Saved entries
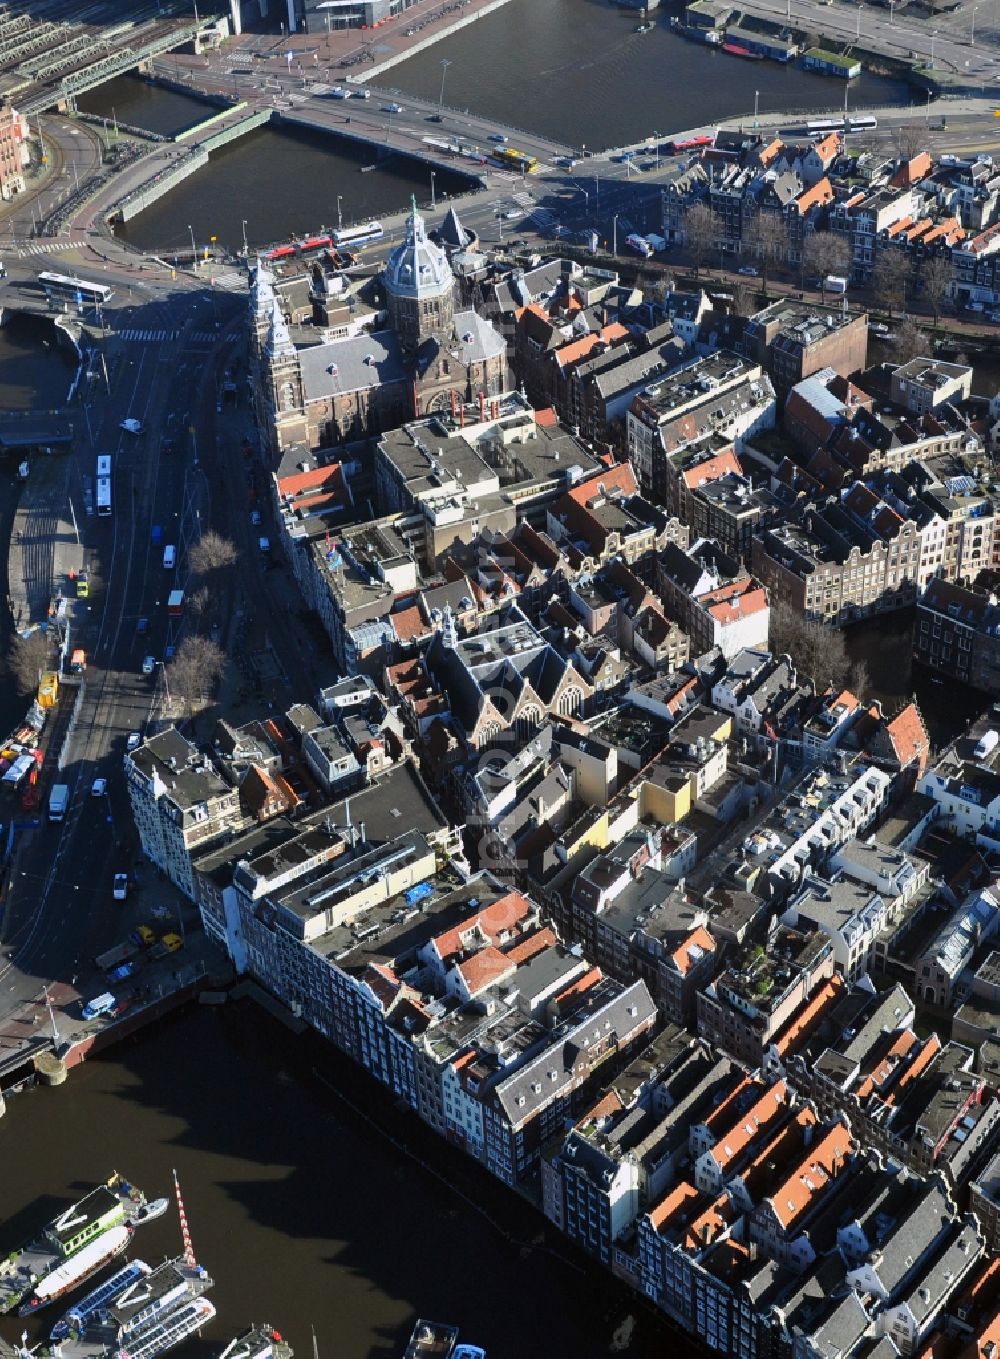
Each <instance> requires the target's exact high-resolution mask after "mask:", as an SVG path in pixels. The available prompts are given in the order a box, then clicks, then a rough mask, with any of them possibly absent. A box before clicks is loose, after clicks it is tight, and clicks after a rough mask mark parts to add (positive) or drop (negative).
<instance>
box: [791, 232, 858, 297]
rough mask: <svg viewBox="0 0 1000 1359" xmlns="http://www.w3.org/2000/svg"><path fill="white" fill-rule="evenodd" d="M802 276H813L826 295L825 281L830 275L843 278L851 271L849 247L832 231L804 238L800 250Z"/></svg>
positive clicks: (850, 246)
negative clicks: (801, 261) (840, 276)
mask: <svg viewBox="0 0 1000 1359" xmlns="http://www.w3.org/2000/svg"><path fill="white" fill-rule="evenodd" d="M802 268H803V276H804V275H806V273H810V275H815V276H817V277H818V279H819V287H821V288H822V289H823V295H826V280H827V277H829V276H830V275H834V276H845V275H848V273H849V270H851V245H849V243H848V242H846V241H845V239H844V236H841V235H836V234H834V232H833V231H814V232H813V235H810V236H806V242H804V245H803V250H802Z"/></svg>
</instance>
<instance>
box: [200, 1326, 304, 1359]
mask: <svg viewBox="0 0 1000 1359" xmlns="http://www.w3.org/2000/svg"><path fill="white" fill-rule="evenodd" d="M293 1355H295V1351H293V1349H292V1347H291V1345H289V1344H288V1341H287V1340H285V1339H284V1337H283V1336H281V1332H280V1330H274V1328H273V1326H268V1325H262V1326H250V1329H249V1330H243V1332H240V1335H238V1336H235V1337H234V1339H232V1340H230V1343H228V1345H226V1348H224V1349H223V1352H221V1354H220V1355H219V1359H292V1356H293Z"/></svg>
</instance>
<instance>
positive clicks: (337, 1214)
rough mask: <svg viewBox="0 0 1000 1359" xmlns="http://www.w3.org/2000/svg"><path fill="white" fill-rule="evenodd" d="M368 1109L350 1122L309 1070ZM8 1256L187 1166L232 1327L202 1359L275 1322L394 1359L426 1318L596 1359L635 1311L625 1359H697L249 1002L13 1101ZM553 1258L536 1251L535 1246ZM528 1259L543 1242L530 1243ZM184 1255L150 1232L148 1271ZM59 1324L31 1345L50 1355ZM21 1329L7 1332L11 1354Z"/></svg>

▸ Activity
Your answer should be each line of the data that contains the word "positive", copied as it stands.

▸ Reply to the exercise
Each <instance> requires the target's exact high-resolution mask after "mask:", as an SVG path in pixels. The available prompts are given in the order a box, then clicks, then a rough mask, with any of them possibly absent. A box before clicks is loose, after clicks it is tight, and clicks after a rough mask mark parts to add (positive) or drop (negative).
positive clicks: (850, 246)
positive clicks: (337, 1214)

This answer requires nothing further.